__What to do__. Pull every line containing "Question" from the entries.

__Records to use__.
↓

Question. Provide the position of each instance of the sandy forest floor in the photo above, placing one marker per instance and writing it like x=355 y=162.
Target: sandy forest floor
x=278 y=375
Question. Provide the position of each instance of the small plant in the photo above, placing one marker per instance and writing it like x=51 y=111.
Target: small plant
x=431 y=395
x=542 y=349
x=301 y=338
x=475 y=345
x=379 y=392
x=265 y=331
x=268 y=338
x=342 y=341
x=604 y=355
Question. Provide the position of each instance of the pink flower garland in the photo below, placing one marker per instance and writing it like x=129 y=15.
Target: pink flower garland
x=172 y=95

↑
↓

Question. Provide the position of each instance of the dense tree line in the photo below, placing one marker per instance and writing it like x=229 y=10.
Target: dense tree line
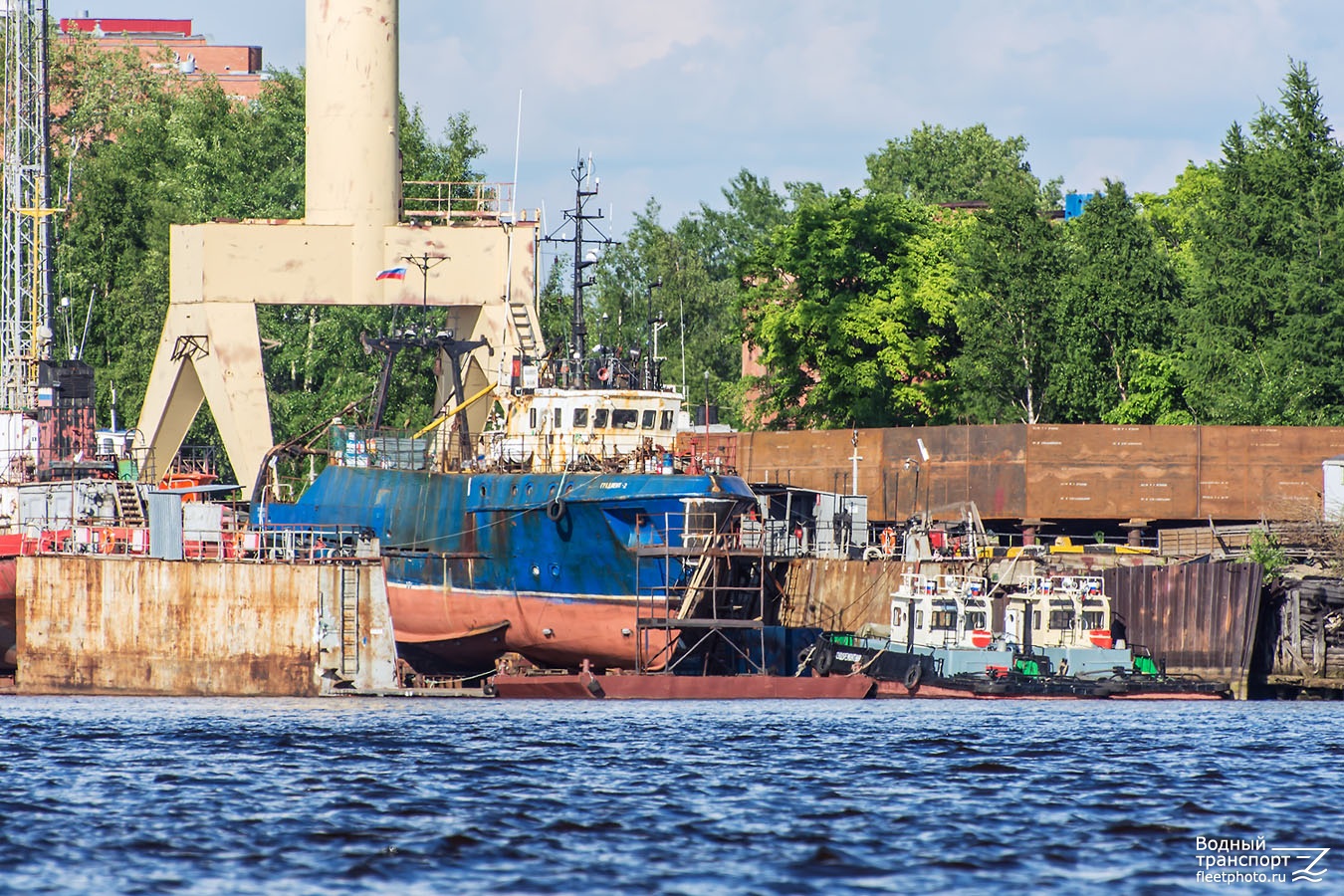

↑
↓

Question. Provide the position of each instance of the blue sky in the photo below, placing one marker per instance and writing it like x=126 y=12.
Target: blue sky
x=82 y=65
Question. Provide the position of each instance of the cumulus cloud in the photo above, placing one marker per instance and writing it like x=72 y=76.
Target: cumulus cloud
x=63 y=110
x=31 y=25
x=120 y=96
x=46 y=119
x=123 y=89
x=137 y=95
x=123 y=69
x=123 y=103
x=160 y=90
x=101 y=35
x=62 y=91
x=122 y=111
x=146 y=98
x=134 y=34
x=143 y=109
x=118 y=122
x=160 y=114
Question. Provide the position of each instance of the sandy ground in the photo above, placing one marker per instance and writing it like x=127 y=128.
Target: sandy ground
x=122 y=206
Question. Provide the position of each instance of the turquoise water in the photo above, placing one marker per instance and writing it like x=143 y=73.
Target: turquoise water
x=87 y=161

↑

__Exercise result__.
Question. Provide the position of each instance of the sandy forest floor in the photo above, placing one marker per instance and writing it like x=355 y=162.
Question. Provide the position of each instance of the small plant in the photo above, placing one marker per instance and writing it like x=51 y=111.
Question. Provide the position of each instance of the pink flower garland in the photo below, placing one marker per instance and writing it like x=129 y=15.
Question. Provide the position of each instance of the dense tree line in the photo below, placing one marker per instance and writing it like x=229 y=10.
Question. Provide the position of each instance of the blue sky in the photo below, placing one marker per instance and writing it like x=126 y=12.
Question. Provide the position of each instance of the cumulus cloud in the photo above, placing one marker per instance and writing it like x=72 y=76.
Question. Provide the position of each instance of the sandy ground in the photo above, placing one marker per instance and writing it like x=127 y=128.
Question. Provide the position of each instance of the turquoise water in the photo above, placing one marker per instance and writing it like x=143 y=73.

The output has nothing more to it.